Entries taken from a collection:
★ ★ ★ ★

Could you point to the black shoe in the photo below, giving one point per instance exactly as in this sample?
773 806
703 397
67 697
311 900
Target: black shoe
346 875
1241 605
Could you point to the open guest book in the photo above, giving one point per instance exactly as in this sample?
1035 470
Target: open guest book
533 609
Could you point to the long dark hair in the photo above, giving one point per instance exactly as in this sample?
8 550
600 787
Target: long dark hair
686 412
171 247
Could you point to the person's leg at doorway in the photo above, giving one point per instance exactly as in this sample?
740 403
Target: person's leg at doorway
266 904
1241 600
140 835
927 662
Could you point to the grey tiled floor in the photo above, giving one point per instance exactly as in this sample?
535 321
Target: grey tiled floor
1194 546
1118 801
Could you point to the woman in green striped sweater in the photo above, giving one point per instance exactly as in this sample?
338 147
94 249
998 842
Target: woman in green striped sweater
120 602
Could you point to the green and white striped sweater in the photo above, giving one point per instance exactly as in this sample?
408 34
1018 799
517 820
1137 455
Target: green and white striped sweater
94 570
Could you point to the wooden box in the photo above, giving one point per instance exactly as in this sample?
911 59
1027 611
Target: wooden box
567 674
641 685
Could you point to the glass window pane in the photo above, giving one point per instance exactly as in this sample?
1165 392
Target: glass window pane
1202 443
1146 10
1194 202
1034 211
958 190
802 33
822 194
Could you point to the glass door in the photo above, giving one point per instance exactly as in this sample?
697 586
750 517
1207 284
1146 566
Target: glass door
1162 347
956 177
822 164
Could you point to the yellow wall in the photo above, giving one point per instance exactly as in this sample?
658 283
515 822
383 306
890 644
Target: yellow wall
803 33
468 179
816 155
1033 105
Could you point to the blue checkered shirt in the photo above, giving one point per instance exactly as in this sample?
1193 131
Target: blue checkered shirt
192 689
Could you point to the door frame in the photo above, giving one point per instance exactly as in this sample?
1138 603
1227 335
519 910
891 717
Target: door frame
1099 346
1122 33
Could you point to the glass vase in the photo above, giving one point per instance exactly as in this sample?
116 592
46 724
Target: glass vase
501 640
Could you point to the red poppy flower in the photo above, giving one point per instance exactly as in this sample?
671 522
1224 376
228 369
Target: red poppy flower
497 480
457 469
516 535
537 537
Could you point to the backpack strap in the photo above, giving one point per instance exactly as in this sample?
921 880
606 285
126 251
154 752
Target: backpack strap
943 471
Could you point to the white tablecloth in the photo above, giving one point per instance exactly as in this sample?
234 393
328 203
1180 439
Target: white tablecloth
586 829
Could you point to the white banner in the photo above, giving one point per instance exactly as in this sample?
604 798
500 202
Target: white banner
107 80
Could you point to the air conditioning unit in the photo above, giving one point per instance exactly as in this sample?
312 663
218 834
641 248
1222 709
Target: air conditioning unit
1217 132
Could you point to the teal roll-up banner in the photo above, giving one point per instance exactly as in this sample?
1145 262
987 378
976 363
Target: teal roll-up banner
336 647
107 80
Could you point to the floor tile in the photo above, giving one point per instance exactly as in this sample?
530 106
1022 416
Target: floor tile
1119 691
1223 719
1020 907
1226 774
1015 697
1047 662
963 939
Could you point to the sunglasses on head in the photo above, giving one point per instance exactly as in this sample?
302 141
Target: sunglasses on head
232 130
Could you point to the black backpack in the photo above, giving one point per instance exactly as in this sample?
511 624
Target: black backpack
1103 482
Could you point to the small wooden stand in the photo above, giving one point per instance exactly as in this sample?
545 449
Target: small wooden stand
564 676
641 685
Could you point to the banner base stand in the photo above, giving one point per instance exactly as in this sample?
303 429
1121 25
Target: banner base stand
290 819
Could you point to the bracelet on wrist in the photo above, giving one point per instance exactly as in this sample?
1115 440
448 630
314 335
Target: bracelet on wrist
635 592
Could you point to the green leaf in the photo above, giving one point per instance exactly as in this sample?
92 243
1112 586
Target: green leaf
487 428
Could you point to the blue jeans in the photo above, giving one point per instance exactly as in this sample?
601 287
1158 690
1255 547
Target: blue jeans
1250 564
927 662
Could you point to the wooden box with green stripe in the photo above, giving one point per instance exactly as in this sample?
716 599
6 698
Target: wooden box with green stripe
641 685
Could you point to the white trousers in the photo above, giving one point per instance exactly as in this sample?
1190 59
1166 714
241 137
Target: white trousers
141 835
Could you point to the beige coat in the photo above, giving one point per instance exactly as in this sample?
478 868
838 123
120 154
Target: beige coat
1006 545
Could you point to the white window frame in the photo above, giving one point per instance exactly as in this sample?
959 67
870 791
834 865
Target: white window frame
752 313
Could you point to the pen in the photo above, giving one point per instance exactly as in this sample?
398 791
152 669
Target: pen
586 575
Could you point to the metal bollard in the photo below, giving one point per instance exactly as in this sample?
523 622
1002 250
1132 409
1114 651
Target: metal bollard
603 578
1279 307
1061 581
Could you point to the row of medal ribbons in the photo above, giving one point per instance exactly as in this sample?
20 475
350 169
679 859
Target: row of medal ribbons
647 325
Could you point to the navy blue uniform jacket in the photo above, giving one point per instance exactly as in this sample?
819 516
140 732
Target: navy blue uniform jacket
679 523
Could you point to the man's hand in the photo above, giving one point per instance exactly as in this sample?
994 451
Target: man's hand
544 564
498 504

★ ★ ★ ★

Exercise: Return every record, leaving each line exactly as it was given.

Response to this exercise:
Could you point to the black shoe in the photo below, giving one point per instance exactly as in this sample?
773 806
703 397
67 697
311 900
Target: black shoe
346 875
1241 605
Could you point to the open guest book in the photo above, giving one point per instance exactly as in this sample?
1035 470
Target: open guest book
533 609
Could you point to the long dark hair in the photo above, giving one point per instance exactly as in this sample?
8 550
600 787
Target: long dark hair
686 412
171 247
Could you point to the person's leg at doorway in the photo above, giving one point per instance exactly as in this sample?
740 403
Target: person's leg at doorway
266 904
1241 600
140 835
927 662
Could you point to the grey tiled floor in the photo above, giving one point per instance exactly as in this sample?
535 321
Target: grey tiled floor
1194 546
1118 801
Could you point to the woman in green striped sweater in the photo above, giving one point per instance exactly as in this sample?
338 147
94 249
998 842
Target: woman in green striped sweater
120 602
Could you point to the green and white striped sweater in the photo above, giving one point per instance exactly as in this sample?
408 34
1018 799
517 820
1137 455
Target: green and white striped sweater
94 570
Could you point to the wooden box in the photo above, giving one point per instance exactly as in this sample?
911 59
1027 611
Target: wooden box
567 674
641 685
Could you point to the glass window pane in the photo above, giving one point per instance exactly as in this sample?
1165 392
Target: glass window pane
1202 443
1146 10
1194 202
1034 211
958 190
802 33
822 194
Could you point to the glass door in the photo above, giving one point per instance exactly as in this sample?
697 586
750 517
1207 284
1146 566
Target: glass door
1162 347
956 177
822 164
Could you point to the yellow wall in the photo above, giving one point per instance exactly as in this sample?
658 283
515 822
383 306
890 644
Target: yellow wall
803 33
468 179
816 155
1033 105
Could you point to the blue checkered shirt in the photo above, giving one point per instance exactly as in this sample?
1193 131
Target: blue checkered shirt
192 689
Could you point to the door frame in the photo above, giving one point per instance exactly as in this sample?
1138 603
1227 335
519 910
891 717
Target: door frame
1099 346
1122 33
Could you point to the glass vase in the photo above, giving one point per instance exactly as in this sample?
116 592
46 724
Target: glass vase
501 640
Could you point to the red poppy flower in the photo above, giving one point per instance exactly as in this sample?
671 522
1224 376
228 369
Target: red poppy flower
497 480
457 469
516 535
537 537
Could you point to the backpack strap in the photo above, giving one point per instance exactly as in this sample?
921 880
606 285
126 251
154 752
Target: backpack strap
943 471
Could you point to the white tablecloth in the photo above, giving one point per instance exactly as in this sample?
234 393
328 203
1180 439
Target: white tablecloth
586 829
Could you point to the white banner in the photo above, giving one point per instance exactly as in this sample?
604 798
500 202
Target: white banner
107 80
Could you point to the air conditioning unit in the photo above, giving one point per instance exactly as in this sample?
312 663
218 834
641 248
1222 709
Target: air conditioning unit
1217 132
Could you point to the teal roll-up banner in the photo above, giving one point per instance exactly as in this sample?
1145 262
987 378
976 363
Target: teal roll-up banner
336 647
107 80
Could you point to the floor tile in the photo above, giving one point per instance exactly as in this sample?
530 106
1022 416
Target: floor tile
1119 691
1223 719
1020 907
1226 774
1015 697
1047 662
963 939
Could you point to the sunglasses on head in the photo above, giving one point per instance exactly as in this sample?
302 141
Target: sunglasses on head
232 130
Could you point to the black backpack in the photo above, giving one point per instance exactly as in this sample?
511 624
Target: black backpack
1103 482
Could you point to the small wooden stand in the photo above, giving one point per instance exactly as in this sample?
545 449
Target: small wooden stand
564 676
641 685
Could you point to the banner base stand in the photo above, giving one point per instance exactly as in this sample?
303 429
1121 25
Target: banner base stand
290 819
Could you point to the bracelet on wrist in the photo above, giving one point per instance exactly as in this sample?
1115 440
448 630
314 335
Target: bracelet on wrist
635 592
Could you point to the green leaf in the photo above, giving one point per instance exactly as in this sample?
92 243
1112 586
Target: green leaf
487 428
Could you point to the blue jeans in the photo above, giving one point per instance exactly as in this sample?
601 287
1158 690
1255 547
Target: blue jeans
1250 564
927 662
Could you point to the wooden box with green stripe in the photo above, giving one point per instance exactly as in this sample?
716 599
6 698
Target: wooden box with green stripe
641 685
Could you point to the white trousers in the photo above, giving one point per instance exactly as in this sample?
1190 59
1166 714
241 137
Target: white trousers
141 835
Could you point to the beige coat in the photo above, giving one point per instance exactly as in this sample?
478 868
838 123
120 154
Target: beige coat
1006 545
Could you point to the white window frame in the photo above, giving one point per instance exactly as in this sample?
959 67
870 791
834 865
Target: white window frame
752 313
Could you point to the pen in the photo above, giving one point per instance exactly as in this sample?
398 791
152 669
Target: pen
586 575
Could you point to the metal bollard in the photo below, giving one point per instance exactly as in this sample?
523 622
1002 250
1132 409
1114 651
Target: metal bollard
603 578
1279 307
1061 581
Could you point to the row of medal ribbons in the photo above, giving one point per instance exactly as in this sample?
20 475
350 169
679 859
Target: row of medal ribbons
647 325
Could you point to the navy blue uniform jacket in the photo above, giving one point per instance exactly as in this sample?
819 516
140 732
Target: navy blue uniform jacket
679 523
Could you point to the man's hand in the photo above, giving one point per instance exactly as in this sample?
994 451
Target: man's hand
544 564
498 504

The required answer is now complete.